Extract >>
Testing our Solar Panels
 
1 Attachment(s)
We had a few suppliers come in and pitch their solar panels. I don't always trust reps who may have handicapped their competitors stuff, so we did our own.

Parameters:
We set up our 100w Go Power flex panel and a potential replacement.
We hooked them both up to their own AGM battery and their own Victron MPPT solar controller (so that we could track history).
Since the contender also claimed that their panel was wired in such a way so that it did not lose as much when shaded, we laid a 1x4 diagonally across each panel to see what that did.

Results are attached. Our current panel held its own, and while not a huge difference, it made the decision to stay with our current panel pretty easy.

SeaDog 10-14-2020 10:27 AM

This is the kind of stuff the solar techs live for nice comparison You have the go power what was the other panel?

bclemens 10-14-2020 10:29 AM

That was a Merlin panel. I think a long term, one year test would be the most thorough....but this at least dispelled any early claims.

FOURWHL 10-14-2020 11:22 AM

The comparison panel was flexible as well?

KRedburn 10-14-2020 12:25 PM

Quote:

Originally Posted by FOURWHL (Post 2433238)
The comparison panel was flexible as well?

good question.

If a mounted panel not flex, I know of 380 watt single panels. that would be a game changer.

bclemens 10-14-2020 01:24 PM

Quote:

Originally Posted by FOURWHL (Post 2433238)
The comparison panel was flexible as well?

yes

Worm43 10-14-2020 03:56 PM

On my 2017 Go Power Flexible panel. I get tops 7 amps out of one flex panel and the other is shot. I would say durability is an issue. I would go with two hard panels.

bclemens 10-14-2020 04:09 PM

I have seen hard panels go out as well. I don't think a panel failure is indicative of the overall durability. There are lots of factors to weigh, including installation, weight, availability, etc. Almost all changes have unintended consequences (or affects, as consequences has a negative connotation"). In many cases you potentially trade one possible issue for another.

Having used different ones over the years, rigid panels have their pros and cons, just like flex panels. With the vast majority performing well, I am not in any hurry to change without long term testing and a history of hard data.

Nomore9-5 10-14-2020 04:40 PM

Quote:

Originally Posted by bclemens (Post 2433183)
We had a few suppliers come in and pitch their solar panels. I don't always trust reps who may have handicapped their competitors stuff, so we did our own.



Parameters:

We set up our 100w Go Power flex panel and a potential replacement.

We hooked them both up to their own AGM battery and their own Victron MPPT solar controller (so that we could track history).

Since the contender also claimed that their panel was wired in such a way so that it did not lose as much when shaded, we laid a 1x4 diagonally across each panel to see what that did.



Results are attached. Our current panel held its own, and while not a huge difference, it made the decision to stay with our current panel pretty easy.

Request >> Pick up the forum thread on testing solar panels after its final sentence and continue it.

Provided data >>
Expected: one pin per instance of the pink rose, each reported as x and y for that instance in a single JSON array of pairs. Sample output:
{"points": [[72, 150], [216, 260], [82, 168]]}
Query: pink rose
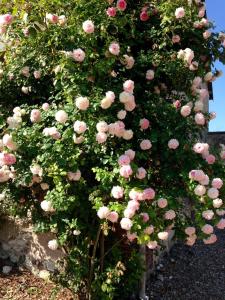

Answer below >>
I recently found a short u tube video on how to test your charge controller to ensure it's charging mh batteries. I'm technically challenged so I can't send you link however I think you can find it as follows
https://altestore.com/store/

it was put out in 2016 and runs 4:42

Thought I 'd share

Daniel.mullins4 10-14-2020 09:32 PM

Go with lithium battery, you will get the most ah from your solar panels, lead acid and gel do not charge to 100%, your solar panel will only put out what is called for by the battery charge state, and what other devices you are using at the time

FFred 10-15-2020 05:46 AM

The solar panel sales folks always want to point to the high noon direct sunlight output of their units.

Great for houses , but almost every RV parks in the shade when they can

The output in shaded conditions is far more important than high noon .

Whalenss 10-15-2020 06:47 AM

Thanks for sharing test data. I like data driven decisions and that you continue to evaluate new products.

bclemens 10-15-2020 10:58 AM

1 Attachment(s)
Attached is a short paper my EE sent that just talks about the Maximum Power Point. Adds some info to the MPPT controller.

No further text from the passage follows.